* begin Given records *

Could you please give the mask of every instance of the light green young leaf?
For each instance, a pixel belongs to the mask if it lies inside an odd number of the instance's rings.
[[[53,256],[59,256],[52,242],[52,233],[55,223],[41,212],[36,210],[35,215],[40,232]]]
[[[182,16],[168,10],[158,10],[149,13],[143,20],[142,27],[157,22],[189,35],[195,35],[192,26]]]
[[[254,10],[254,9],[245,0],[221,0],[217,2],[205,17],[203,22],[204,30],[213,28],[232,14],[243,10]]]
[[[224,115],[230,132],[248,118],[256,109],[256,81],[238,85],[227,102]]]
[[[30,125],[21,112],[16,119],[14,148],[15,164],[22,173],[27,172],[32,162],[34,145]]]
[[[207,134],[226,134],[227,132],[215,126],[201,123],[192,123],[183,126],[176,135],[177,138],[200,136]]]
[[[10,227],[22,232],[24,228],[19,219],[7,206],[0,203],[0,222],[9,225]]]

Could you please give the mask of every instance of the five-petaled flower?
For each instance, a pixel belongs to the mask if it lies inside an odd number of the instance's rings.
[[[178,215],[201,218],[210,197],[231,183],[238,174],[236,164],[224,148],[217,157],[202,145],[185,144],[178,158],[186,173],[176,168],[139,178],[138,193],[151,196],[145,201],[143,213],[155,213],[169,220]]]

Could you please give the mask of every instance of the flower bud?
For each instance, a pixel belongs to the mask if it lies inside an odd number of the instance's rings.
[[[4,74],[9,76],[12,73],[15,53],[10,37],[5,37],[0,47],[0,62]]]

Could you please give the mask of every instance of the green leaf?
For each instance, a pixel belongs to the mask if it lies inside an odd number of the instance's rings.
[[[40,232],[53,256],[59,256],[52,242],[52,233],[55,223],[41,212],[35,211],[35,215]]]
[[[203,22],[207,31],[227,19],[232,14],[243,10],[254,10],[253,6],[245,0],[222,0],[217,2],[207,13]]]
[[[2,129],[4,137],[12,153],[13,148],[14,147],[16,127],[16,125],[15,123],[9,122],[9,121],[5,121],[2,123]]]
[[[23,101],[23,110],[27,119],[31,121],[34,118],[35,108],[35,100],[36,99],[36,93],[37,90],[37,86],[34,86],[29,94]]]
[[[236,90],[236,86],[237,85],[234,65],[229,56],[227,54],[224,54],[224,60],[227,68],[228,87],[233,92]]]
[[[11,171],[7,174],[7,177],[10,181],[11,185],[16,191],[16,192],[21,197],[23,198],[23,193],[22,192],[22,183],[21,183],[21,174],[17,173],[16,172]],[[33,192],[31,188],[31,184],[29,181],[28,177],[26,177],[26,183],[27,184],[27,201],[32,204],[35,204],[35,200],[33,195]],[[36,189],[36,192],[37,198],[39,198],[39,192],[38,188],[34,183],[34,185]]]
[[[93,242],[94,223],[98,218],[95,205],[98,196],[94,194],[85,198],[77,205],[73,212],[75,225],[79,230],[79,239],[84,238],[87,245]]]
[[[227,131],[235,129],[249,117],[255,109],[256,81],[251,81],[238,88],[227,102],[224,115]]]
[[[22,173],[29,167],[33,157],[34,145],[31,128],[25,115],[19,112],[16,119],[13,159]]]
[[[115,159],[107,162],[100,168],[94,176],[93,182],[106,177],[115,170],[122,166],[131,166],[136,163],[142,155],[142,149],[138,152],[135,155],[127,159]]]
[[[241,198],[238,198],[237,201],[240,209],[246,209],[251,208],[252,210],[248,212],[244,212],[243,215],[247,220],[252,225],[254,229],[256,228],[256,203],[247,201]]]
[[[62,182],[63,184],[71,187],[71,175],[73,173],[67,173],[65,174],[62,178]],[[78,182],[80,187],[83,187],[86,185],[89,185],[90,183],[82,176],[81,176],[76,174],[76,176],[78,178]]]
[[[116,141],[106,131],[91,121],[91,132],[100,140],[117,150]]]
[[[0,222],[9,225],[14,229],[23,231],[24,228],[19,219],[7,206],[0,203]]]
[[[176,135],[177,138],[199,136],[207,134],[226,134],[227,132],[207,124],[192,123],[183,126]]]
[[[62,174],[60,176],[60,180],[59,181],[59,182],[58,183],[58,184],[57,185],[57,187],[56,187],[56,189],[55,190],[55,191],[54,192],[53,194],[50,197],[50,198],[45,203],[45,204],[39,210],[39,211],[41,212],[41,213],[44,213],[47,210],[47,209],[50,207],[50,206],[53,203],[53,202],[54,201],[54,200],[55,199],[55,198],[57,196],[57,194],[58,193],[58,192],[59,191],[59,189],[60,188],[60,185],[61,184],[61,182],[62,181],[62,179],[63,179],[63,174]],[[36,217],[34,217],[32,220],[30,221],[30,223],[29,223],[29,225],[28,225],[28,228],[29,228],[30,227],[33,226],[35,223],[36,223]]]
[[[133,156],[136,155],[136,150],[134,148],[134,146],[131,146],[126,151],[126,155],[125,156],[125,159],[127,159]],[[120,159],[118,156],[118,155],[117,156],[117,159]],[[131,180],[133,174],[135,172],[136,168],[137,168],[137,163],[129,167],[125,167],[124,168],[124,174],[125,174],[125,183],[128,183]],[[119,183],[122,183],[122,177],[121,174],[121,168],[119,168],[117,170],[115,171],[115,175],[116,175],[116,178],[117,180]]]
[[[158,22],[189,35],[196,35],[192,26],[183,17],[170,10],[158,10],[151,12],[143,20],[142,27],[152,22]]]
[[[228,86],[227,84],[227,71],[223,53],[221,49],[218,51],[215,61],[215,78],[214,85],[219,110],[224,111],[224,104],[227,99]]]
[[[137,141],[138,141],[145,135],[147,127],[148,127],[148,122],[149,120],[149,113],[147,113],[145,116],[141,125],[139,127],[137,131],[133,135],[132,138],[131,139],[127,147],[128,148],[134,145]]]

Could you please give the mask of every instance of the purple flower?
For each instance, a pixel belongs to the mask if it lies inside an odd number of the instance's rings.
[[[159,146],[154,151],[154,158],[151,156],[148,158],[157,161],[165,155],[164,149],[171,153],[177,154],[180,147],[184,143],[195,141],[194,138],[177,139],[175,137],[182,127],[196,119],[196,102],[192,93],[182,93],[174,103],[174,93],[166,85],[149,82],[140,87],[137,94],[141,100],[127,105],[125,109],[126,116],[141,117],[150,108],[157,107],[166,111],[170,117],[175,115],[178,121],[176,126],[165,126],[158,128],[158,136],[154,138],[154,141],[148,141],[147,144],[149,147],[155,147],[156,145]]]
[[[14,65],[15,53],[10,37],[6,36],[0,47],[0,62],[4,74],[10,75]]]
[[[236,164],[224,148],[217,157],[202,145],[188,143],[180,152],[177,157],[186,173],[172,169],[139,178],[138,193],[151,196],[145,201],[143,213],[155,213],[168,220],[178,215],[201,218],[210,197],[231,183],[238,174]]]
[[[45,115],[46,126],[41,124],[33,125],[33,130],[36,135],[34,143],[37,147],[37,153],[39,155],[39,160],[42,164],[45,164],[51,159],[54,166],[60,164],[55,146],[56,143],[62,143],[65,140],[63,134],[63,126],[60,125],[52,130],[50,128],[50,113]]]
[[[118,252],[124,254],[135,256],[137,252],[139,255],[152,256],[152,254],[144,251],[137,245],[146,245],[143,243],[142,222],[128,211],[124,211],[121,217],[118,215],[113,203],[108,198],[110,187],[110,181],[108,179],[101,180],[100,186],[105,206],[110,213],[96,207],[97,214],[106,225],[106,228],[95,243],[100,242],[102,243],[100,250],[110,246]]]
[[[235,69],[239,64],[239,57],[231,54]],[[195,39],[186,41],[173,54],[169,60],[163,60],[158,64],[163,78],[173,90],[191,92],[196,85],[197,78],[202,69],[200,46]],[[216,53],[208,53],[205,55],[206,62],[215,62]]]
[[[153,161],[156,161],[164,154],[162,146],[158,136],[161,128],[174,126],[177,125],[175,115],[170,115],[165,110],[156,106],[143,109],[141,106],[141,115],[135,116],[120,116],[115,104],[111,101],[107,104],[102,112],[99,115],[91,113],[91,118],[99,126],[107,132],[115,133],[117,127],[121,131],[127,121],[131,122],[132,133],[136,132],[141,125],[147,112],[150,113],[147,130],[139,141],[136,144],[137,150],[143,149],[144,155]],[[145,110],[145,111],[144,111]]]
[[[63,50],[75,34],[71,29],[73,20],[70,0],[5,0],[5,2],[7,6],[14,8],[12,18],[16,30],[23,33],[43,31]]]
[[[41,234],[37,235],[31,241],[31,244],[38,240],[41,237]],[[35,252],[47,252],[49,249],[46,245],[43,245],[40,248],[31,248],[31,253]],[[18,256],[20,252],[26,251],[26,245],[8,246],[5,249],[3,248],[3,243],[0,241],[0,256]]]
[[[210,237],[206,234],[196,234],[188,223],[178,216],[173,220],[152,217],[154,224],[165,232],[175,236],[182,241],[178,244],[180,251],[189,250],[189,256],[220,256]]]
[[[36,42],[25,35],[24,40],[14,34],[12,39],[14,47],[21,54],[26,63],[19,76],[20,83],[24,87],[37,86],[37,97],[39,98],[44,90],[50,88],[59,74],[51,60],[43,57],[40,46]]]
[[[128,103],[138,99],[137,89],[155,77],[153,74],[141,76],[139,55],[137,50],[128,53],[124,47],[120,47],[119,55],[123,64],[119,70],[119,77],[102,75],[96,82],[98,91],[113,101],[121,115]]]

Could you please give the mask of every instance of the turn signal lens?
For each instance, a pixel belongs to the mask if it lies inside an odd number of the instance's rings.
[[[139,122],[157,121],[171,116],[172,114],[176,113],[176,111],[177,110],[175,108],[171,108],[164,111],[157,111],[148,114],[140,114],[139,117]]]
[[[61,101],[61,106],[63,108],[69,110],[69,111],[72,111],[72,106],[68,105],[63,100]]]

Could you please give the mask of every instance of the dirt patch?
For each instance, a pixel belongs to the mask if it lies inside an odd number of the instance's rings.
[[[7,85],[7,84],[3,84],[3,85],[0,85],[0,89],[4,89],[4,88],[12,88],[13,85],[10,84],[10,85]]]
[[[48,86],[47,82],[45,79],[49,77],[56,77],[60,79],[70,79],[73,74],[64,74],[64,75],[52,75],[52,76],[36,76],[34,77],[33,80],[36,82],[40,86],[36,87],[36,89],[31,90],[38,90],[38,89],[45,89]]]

* end Given records *
* begin Given records *

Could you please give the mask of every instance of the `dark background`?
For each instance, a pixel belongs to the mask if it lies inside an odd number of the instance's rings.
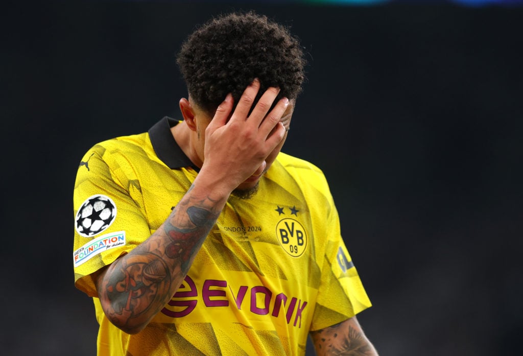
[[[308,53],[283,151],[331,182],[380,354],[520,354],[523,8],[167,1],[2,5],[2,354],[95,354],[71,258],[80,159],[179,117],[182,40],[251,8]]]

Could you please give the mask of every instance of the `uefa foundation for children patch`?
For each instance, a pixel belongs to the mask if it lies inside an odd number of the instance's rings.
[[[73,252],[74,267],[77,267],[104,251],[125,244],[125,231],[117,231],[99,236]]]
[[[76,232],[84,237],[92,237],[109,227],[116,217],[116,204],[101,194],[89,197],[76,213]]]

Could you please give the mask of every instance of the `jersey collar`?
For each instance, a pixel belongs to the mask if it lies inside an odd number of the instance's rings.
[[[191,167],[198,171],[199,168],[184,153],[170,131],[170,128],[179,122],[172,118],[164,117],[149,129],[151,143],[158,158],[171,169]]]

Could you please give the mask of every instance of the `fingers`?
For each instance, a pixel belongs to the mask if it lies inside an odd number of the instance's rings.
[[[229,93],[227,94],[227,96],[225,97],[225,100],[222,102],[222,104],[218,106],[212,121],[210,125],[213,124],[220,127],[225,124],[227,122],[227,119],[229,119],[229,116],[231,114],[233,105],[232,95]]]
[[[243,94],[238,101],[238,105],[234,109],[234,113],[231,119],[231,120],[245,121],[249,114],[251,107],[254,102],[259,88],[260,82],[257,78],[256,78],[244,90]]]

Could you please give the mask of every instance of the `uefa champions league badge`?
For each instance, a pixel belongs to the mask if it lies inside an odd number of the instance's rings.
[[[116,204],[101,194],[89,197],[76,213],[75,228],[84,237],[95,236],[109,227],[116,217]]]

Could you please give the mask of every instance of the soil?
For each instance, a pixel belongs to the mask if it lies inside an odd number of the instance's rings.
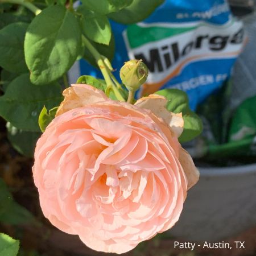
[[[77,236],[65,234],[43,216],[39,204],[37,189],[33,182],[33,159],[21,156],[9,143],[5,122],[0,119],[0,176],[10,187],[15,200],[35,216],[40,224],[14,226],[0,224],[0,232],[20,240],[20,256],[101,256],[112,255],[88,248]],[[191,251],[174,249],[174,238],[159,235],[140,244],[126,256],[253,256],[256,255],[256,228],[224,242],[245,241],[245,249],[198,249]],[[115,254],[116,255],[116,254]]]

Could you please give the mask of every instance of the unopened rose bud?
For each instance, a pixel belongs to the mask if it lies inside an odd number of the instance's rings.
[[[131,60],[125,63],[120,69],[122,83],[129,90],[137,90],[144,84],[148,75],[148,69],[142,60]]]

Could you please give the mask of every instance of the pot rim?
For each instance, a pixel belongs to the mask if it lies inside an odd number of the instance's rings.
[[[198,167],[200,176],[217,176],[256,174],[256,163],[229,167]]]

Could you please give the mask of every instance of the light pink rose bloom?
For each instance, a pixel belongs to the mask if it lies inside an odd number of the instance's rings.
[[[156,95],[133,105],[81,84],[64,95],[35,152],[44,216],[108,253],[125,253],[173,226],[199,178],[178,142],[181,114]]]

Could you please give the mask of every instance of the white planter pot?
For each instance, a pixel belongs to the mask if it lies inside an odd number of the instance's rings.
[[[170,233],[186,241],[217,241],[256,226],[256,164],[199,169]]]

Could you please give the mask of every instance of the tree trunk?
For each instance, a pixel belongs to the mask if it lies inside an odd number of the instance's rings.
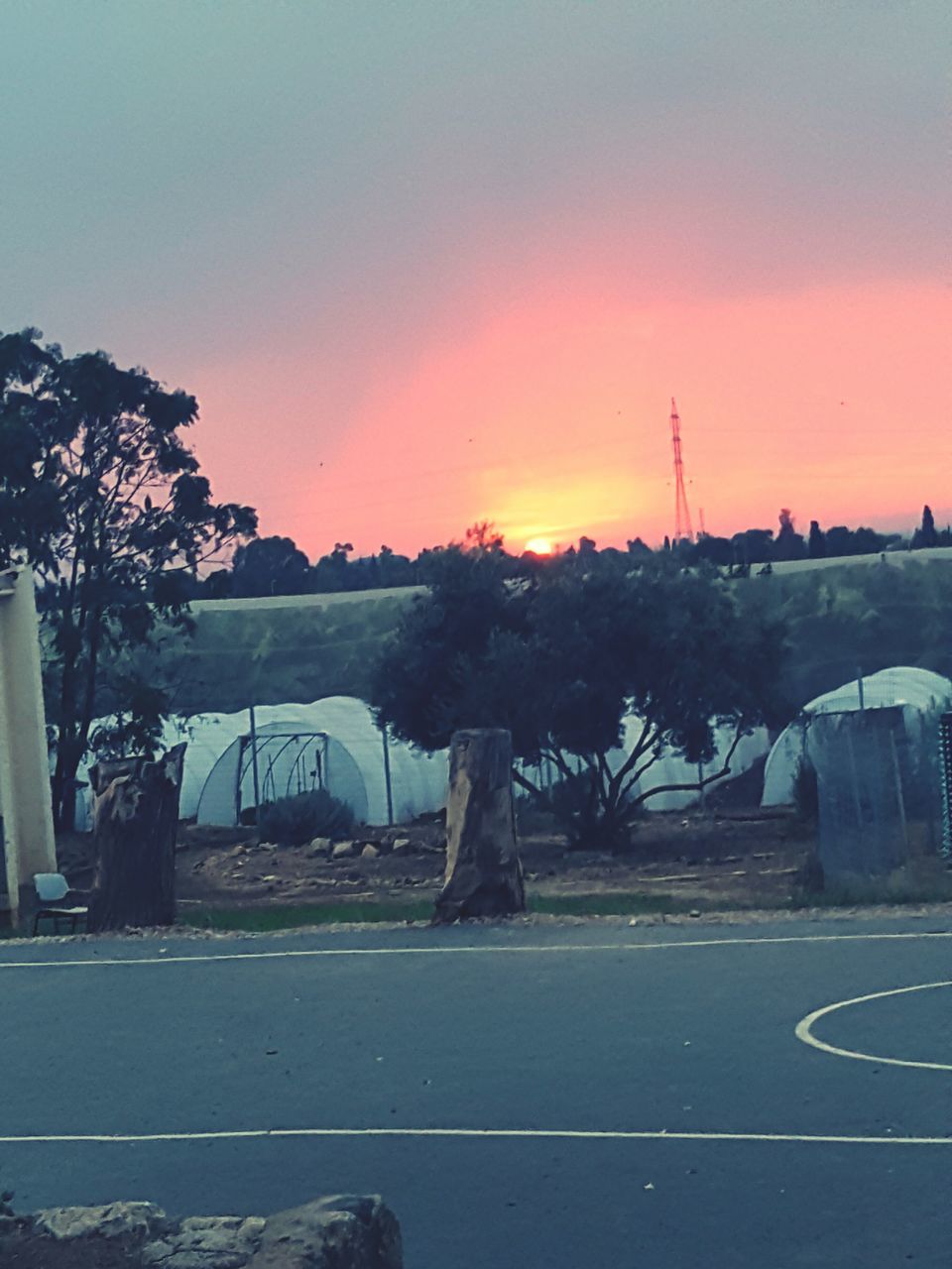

* end Given records *

Select each line in the items above that contains the string "uefa", matching case exactly, and copy those lines.

Could you please give the mask of every instance of the `uefa foundation for children patch`?
Could you please give the mask of every instance of the `uefa champions league badge`?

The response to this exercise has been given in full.